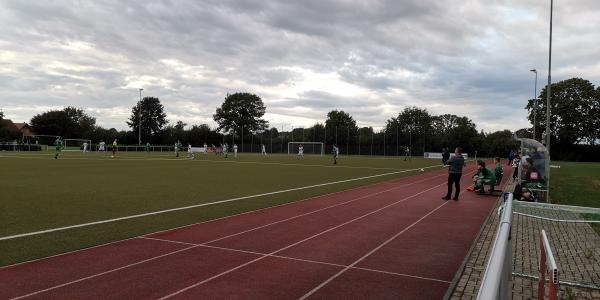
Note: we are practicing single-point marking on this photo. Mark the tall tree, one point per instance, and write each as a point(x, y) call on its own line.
point(411, 127)
point(153, 117)
point(341, 128)
point(69, 122)
point(575, 111)
point(241, 110)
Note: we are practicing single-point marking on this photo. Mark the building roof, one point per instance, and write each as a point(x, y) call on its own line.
point(9, 125)
point(20, 126)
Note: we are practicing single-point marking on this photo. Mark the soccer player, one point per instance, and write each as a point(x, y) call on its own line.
point(114, 148)
point(484, 176)
point(177, 148)
point(58, 149)
point(190, 152)
point(335, 152)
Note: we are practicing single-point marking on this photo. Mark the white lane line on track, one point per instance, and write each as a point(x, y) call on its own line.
point(303, 260)
point(311, 292)
point(139, 158)
point(199, 205)
point(296, 243)
point(211, 220)
point(188, 248)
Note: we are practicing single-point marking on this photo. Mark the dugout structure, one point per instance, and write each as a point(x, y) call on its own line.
point(534, 168)
point(309, 148)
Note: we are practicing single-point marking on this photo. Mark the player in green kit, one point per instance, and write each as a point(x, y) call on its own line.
point(177, 148)
point(58, 149)
point(334, 152)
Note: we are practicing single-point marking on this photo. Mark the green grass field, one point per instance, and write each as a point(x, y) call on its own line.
point(577, 184)
point(40, 193)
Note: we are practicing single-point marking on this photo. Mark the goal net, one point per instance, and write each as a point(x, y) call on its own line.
point(77, 145)
point(309, 147)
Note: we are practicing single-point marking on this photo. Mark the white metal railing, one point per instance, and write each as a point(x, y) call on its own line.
point(548, 268)
point(498, 273)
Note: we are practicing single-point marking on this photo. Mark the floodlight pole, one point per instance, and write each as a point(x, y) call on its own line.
point(140, 119)
point(534, 102)
point(548, 94)
point(549, 91)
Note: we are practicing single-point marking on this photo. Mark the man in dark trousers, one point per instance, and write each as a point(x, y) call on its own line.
point(455, 165)
point(445, 157)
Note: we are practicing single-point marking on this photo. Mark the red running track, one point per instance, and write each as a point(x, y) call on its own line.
point(391, 240)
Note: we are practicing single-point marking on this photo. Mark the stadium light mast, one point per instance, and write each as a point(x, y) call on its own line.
point(140, 119)
point(548, 94)
point(534, 102)
point(549, 91)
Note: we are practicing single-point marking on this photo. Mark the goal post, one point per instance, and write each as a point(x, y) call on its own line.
point(76, 144)
point(309, 148)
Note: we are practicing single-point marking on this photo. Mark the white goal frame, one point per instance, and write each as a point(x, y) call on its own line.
point(65, 146)
point(306, 143)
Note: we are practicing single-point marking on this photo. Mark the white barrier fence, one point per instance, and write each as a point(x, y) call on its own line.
point(498, 273)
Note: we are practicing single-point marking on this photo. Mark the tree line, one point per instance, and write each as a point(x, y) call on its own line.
point(575, 127)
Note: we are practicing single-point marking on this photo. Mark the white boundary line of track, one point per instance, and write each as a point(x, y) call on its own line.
point(10, 237)
point(138, 158)
point(210, 220)
point(300, 259)
point(297, 243)
point(191, 246)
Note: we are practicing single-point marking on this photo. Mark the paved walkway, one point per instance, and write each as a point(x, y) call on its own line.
point(576, 247)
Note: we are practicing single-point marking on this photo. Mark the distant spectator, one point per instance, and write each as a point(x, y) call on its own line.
point(445, 157)
point(456, 163)
point(511, 156)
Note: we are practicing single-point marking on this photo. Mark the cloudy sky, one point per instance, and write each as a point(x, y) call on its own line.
point(304, 58)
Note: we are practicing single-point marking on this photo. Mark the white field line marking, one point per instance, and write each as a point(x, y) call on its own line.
point(303, 260)
point(100, 274)
point(138, 158)
point(198, 205)
point(296, 243)
point(207, 221)
point(369, 253)
point(194, 246)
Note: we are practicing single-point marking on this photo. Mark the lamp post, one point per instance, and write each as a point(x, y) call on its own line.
point(140, 119)
point(549, 92)
point(534, 102)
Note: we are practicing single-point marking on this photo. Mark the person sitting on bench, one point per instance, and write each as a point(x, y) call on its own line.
point(483, 177)
point(498, 171)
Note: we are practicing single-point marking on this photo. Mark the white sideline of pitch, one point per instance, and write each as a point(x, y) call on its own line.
point(10, 237)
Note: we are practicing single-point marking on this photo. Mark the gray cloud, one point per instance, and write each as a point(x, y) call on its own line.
point(304, 58)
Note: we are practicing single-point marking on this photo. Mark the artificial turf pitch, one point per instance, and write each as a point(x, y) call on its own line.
point(40, 193)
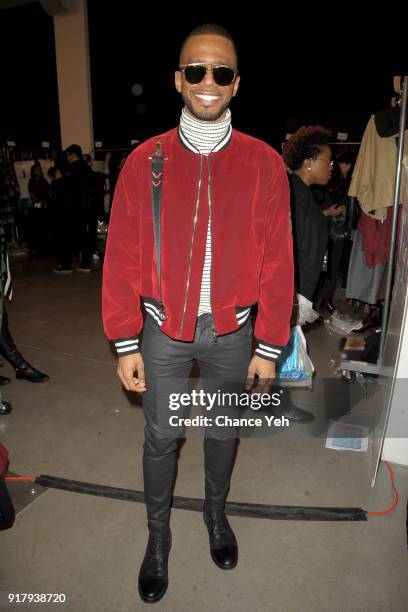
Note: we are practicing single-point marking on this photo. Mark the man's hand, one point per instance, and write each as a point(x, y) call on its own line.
point(127, 366)
point(264, 369)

**Your instructions:**
For every entry above, please output the text exactly and leave any picture behind.

**Solved problem:**
Note: we are practicing single-point marking on this photo. Mark the tall tree, one point per instance, and write each as a point(x, y) call on its own line.
point(411, 127)
point(153, 117)
point(341, 128)
point(69, 122)
point(575, 111)
point(241, 110)
Note: we are practicing single-point marking on this photo. Mark the building roof, one point per instance, and write each as a point(x, y) call on its own line.
point(9, 125)
point(20, 126)
Note: we are practicing single-point marking on this photo. Mark the soccer player, one point per instance, and write each as a point(x, y) call on its own line.
point(114, 148)
point(484, 176)
point(177, 148)
point(58, 149)
point(190, 152)
point(335, 152)
Note: we are practicing single-point marking on this photo. Mark the white lane line on track, one point per instance, and write each as a point(x, y) call on its own line.
point(303, 260)
point(311, 292)
point(139, 158)
point(199, 205)
point(296, 243)
point(211, 220)
point(188, 248)
Note: we are practicing single-point marking on this photo. Mark the dugout structure, one point per instance, and write each as a point(x, y) call on its own line.
point(534, 168)
point(309, 148)
Note: we are practicing single-point marking on this photo. Mark the player in green kit, one point per instance, and write each as a point(x, y) call on its own line.
point(177, 148)
point(58, 149)
point(334, 152)
Note: we are practicing single-point marking on this photo. Mark the green grass field, one point per instance, and write each as a point(x, y) call on its own line.
point(577, 184)
point(40, 193)
Note: we are practicing single-point marking on this photo. Mark the goal net, one point per instance, and write each as a point(x, y) call on its own line.
point(77, 145)
point(309, 147)
Note: we are practicing single-point marking on this photo. Mark the white metal railing, one point per instance, and write each as a point(x, y) call on its own line.
point(548, 268)
point(498, 273)
Note: we are practicing single-point marking on this photo. Mark the floodlight pole, one point per instance, and write each as a point(x, y) call on its own line.
point(140, 119)
point(534, 102)
point(548, 94)
point(549, 91)
Note: we are practicing single-point marking on this photo. Mark the man in dark trousers, one point per instance, and write each as a point(x, y) call on its own line.
point(455, 165)
point(445, 157)
Note: we are practicing single-point marking on this photo. Mark the red running track, one point per instance, and write each as a point(x, y) call on its own line.
point(391, 240)
Note: we are practicing single-point marking on this photo. Mark the stadium light mast, one point per instance, and write each as a point(x, y) call on its own line.
point(140, 119)
point(548, 94)
point(534, 102)
point(549, 91)
Note: we are practicing single-point marking on this photo. Mark the goal post, one point per instance, and write each as a point(x, y) call on its own line.
point(76, 144)
point(309, 148)
Note: we are practicing single-point marking on this photo. Mark the white goal frame, one point per instance, and write each as a point(x, y) call on its own line.
point(65, 146)
point(306, 143)
Note: we are practicing single-point marking on this photo. Mark the white barrier fence, one point per instance, and write each as a point(x, y) call on its own line.
point(498, 273)
Note: we are practicing single-point marking on this photo. Mark the tree line, one point per instance, and write each as a point(x, y) call on its own line.
point(575, 127)
Note: we are practicing single-point marking on this photo. Mark the white boundary line of track, one point per instance, and write each as a point(x, y) call on its own line.
point(10, 237)
point(138, 158)
point(210, 220)
point(300, 259)
point(297, 243)
point(191, 246)
Note: we are practicing single-point marking on this photo. Mark the paved walkway, one point per instance, and write each as a point(x, y) call on its own line.
point(576, 247)
Note: we are practicing single-point marking on this photo. Mark the distant spectator, one point per instance, and write each as a point(x, y) call on its own line.
point(445, 157)
point(456, 163)
point(511, 156)
Note: we are practicing single-point marking on this photo. Mark the cloudy sky, one point per instance, and write each as a point(x, y) call on its own line.
point(304, 58)
Note: we are practicing single-point marking on this photo. Mark the white field line marking, one point per instance, and write each as a point(x, y) call on its own line.
point(303, 260)
point(100, 274)
point(138, 158)
point(198, 205)
point(296, 243)
point(207, 221)
point(369, 253)
point(194, 246)
Note: we are practicing single-point marking on this photo. Mark the lamp post, one point per instance, and write each as a point(x, y) call on its own line.
point(140, 119)
point(549, 92)
point(534, 102)
Note: we are practicing single-point marking on this photo. Mark the person sitting on bench, one point per instance, and write each as a point(x, y) call on its own line.
point(483, 177)
point(498, 171)
Note: we are practicing single-point marking on this photo. Mark the white sideline of pitch, one point per instance, and write each as a point(x, y) call on its own line.
point(10, 237)
Note: we are practicing single-point marking on this photo. Mark the gray cloud, one point per instance, and write each as a point(x, y) call on its own line.
point(304, 58)
Note: we are practicing single-point marking on this photo. Mark the artificial turf pitch, one point per instance, and write each as a point(x, y) call on its own line.
point(40, 193)
Note: we are practicing single-point marking on this photo. Mark the man's hand, one point per instance, and write each as a point(x, y) call on its own line.
point(127, 366)
point(264, 369)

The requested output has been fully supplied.